Stored records:
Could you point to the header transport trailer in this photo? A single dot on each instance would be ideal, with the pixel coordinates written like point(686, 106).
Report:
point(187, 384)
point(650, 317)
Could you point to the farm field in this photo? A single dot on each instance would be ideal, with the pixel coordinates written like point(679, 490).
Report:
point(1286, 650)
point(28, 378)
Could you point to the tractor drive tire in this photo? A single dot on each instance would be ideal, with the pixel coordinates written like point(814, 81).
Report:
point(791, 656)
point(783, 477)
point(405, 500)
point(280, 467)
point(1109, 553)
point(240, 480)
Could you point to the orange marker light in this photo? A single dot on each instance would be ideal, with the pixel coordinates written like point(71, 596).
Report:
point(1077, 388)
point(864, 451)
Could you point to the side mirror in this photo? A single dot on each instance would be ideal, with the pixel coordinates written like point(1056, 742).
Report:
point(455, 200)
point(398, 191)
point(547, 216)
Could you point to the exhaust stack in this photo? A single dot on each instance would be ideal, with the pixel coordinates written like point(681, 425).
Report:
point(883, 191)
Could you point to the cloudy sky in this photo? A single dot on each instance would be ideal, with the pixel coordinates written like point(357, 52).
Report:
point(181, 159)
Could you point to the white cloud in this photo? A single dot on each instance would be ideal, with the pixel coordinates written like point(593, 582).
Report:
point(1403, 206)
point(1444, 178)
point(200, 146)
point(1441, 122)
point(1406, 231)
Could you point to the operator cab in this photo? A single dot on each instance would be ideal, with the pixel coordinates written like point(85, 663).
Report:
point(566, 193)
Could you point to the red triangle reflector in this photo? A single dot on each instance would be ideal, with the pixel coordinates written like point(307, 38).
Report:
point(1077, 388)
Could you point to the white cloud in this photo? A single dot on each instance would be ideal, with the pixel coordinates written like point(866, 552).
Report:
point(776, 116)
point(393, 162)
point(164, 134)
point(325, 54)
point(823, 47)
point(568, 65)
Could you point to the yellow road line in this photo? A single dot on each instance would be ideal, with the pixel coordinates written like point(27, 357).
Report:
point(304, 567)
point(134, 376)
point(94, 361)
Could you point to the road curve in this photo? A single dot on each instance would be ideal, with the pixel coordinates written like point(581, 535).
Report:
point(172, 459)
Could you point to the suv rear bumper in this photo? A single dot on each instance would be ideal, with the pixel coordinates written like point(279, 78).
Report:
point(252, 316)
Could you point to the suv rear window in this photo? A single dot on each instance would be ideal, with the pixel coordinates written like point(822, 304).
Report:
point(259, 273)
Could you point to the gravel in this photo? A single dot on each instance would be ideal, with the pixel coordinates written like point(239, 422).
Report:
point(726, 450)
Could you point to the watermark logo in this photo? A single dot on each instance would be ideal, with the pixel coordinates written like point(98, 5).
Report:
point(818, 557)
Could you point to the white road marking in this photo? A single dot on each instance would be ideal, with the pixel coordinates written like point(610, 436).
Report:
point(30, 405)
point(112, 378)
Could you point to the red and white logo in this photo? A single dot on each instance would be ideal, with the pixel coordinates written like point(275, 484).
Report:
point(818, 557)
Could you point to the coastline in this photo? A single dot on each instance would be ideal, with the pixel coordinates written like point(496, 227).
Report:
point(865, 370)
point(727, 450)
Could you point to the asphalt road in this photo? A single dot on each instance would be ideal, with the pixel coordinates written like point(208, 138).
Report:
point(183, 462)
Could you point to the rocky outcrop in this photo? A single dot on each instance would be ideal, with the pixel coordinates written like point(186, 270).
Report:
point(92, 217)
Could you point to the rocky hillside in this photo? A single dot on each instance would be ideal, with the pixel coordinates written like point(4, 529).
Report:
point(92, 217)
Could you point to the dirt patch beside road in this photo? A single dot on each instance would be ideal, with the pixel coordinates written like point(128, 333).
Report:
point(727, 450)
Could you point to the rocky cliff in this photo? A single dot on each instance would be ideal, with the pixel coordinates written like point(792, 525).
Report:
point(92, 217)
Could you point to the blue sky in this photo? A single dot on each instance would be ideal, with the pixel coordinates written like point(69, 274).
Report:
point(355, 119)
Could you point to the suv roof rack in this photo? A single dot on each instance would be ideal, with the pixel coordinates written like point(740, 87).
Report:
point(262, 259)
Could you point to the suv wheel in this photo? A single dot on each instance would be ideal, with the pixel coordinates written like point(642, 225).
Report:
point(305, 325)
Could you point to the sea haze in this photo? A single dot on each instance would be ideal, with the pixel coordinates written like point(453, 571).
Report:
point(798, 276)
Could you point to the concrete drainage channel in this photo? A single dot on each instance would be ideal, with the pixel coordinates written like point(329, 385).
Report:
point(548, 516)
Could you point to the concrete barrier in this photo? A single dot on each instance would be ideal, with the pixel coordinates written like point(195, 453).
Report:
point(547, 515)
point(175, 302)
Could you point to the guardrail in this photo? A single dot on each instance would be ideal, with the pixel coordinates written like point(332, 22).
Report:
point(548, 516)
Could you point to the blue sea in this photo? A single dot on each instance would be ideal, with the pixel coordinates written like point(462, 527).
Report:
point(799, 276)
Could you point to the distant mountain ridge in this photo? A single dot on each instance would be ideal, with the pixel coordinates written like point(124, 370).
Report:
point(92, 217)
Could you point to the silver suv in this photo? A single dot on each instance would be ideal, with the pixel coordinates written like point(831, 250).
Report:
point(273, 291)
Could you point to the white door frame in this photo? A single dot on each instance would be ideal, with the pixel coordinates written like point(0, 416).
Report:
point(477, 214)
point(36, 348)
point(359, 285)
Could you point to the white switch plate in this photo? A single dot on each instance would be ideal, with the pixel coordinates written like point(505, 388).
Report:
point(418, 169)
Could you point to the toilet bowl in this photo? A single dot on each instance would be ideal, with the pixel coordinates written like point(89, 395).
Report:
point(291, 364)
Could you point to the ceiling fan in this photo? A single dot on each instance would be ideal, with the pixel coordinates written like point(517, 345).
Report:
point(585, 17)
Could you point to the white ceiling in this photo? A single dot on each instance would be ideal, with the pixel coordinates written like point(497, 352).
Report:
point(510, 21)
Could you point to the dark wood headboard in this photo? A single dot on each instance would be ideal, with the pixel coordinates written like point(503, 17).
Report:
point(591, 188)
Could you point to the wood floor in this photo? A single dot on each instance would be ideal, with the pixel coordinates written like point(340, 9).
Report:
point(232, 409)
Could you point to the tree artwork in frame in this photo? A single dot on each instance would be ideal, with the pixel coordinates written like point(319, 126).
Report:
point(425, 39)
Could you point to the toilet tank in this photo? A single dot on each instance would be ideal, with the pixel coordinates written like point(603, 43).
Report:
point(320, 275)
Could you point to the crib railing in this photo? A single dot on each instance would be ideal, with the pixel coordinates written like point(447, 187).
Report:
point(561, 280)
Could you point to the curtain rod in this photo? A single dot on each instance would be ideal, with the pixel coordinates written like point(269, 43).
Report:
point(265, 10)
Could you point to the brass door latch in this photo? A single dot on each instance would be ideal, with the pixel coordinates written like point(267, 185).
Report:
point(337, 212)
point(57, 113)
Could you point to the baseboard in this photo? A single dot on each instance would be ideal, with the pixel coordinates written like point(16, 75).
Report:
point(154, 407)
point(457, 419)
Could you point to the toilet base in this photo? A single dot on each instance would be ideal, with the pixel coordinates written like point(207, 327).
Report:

What the task asks: Scan the records above for the word "rear". Show each line in which it appears.

Response to this task:
Could you point to the suv rear bumper in this photo? A single dot on each instance would be ideal, with the pixel coordinates written like point(279, 78).
Could you point to the suv rear window in this photo? A single dot on each instance would be ideal, with the pixel coordinates written like point(822, 304).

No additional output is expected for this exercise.